List every line below that contains the word "query".
--- Records for the task ---
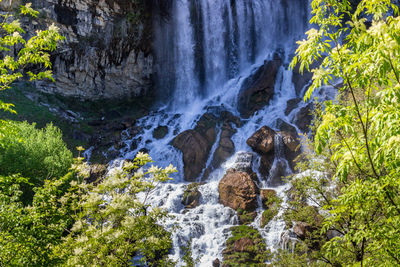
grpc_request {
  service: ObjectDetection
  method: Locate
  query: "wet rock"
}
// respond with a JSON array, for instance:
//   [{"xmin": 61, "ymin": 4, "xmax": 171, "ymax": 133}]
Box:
[
  {"xmin": 222, "ymin": 225, "xmax": 269, "ymax": 266},
  {"xmin": 218, "ymin": 170, "xmax": 258, "ymax": 211},
  {"xmin": 237, "ymin": 209, "xmax": 257, "ymax": 224},
  {"xmin": 276, "ymin": 119, "xmax": 297, "ymax": 135},
  {"xmin": 294, "ymin": 103, "xmax": 313, "ymax": 133},
  {"xmin": 30, "ymin": 0, "xmax": 154, "ymax": 100},
  {"xmin": 246, "ymin": 126, "xmax": 276, "ymax": 155},
  {"xmin": 233, "ymin": 238, "xmax": 254, "ymax": 252},
  {"xmin": 278, "ymin": 131, "xmax": 300, "ymax": 152},
  {"xmin": 260, "ymin": 189, "xmax": 281, "ymax": 228},
  {"xmin": 172, "ymin": 130, "xmax": 211, "ymax": 181},
  {"xmin": 260, "ymin": 189, "xmax": 277, "ymax": 209},
  {"xmin": 268, "ymin": 159, "xmax": 290, "ymax": 187},
  {"xmin": 211, "ymin": 123, "xmax": 236, "ymax": 169},
  {"xmin": 279, "ymin": 131, "xmax": 301, "ymax": 170},
  {"xmin": 285, "ymin": 98, "xmax": 301, "ymax": 116},
  {"xmin": 292, "ymin": 64, "xmax": 316, "ymax": 97},
  {"xmin": 153, "ymin": 125, "xmax": 168, "ymax": 139},
  {"xmin": 121, "ymin": 118, "xmax": 135, "ymax": 128},
  {"xmin": 85, "ymin": 164, "xmax": 107, "ymax": 183},
  {"xmin": 233, "ymin": 152, "xmax": 253, "ymax": 174},
  {"xmin": 293, "ymin": 222, "xmax": 315, "ymax": 240},
  {"xmin": 182, "ymin": 183, "xmax": 201, "ymax": 209},
  {"xmin": 194, "ymin": 113, "xmax": 218, "ymax": 148},
  {"xmin": 72, "ymin": 129, "xmax": 91, "ymax": 142},
  {"xmin": 258, "ymin": 152, "xmax": 275, "ymax": 177},
  {"xmin": 221, "ymin": 111, "xmax": 243, "ymax": 127},
  {"xmin": 238, "ymin": 57, "xmax": 282, "ymax": 118},
  {"xmin": 213, "ymin": 258, "xmax": 221, "ymax": 267}
]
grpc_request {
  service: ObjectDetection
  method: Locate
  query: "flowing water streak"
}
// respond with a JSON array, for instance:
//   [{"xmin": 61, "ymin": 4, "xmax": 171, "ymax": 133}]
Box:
[{"xmin": 120, "ymin": 0, "xmax": 308, "ymax": 266}]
---
== Solution ==
  query: "wet rock"
  query: "flowing water streak"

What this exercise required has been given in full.